Please copy all of the items below word for word, keeping every line as it stands.

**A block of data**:
- - -

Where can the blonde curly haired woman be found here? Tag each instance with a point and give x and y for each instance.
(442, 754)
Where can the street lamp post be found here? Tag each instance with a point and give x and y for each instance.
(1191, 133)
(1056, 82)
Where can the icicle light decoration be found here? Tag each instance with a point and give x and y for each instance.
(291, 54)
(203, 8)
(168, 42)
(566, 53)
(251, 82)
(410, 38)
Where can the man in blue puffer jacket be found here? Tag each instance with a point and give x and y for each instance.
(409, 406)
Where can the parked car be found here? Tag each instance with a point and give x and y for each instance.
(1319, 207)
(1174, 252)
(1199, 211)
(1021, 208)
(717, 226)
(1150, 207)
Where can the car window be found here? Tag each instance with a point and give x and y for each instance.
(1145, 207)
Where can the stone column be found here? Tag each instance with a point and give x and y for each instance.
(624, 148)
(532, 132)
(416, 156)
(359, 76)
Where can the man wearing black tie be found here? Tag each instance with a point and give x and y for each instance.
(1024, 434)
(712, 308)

- - -

**EXERCISE ANSWER**:
Where can the blonde curly haired woman be found here? Tag each instance with a point and give x and y for each instance.
(442, 754)
Where can the street lamp post be found here? Tag each instance with a point and give x and y for each instance.
(1191, 133)
(1056, 82)
Where can the icicle light decoration be found here? Tag each instance with a point and give x and y for each instance.
(291, 54)
(203, 8)
(168, 42)
(566, 53)
(251, 82)
(410, 38)
Where can the man in blue puffer jacket be found here? Tag each instance with a point and give x and y for each instance.
(409, 406)
Where can the parked car be found here? Tag each instance with a point and give x and y for each instance.
(1319, 207)
(1174, 252)
(1199, 211)
(1021, 208)
(717, 226)
(1150, 207)
Where can the car window be found here? Tag each instance with a point and give x and y for each instance.
(1145, 207)
Where can the stone column be found here? Tag each instance with a point and give x and y for each instance.
(624, 148)
(532, 132)
(416, 156)
(359, 76)
Where can the man wearing black tie be found here? Tag each instance with a point and give x and y for each instance.
(1024, 434)
(712, 308)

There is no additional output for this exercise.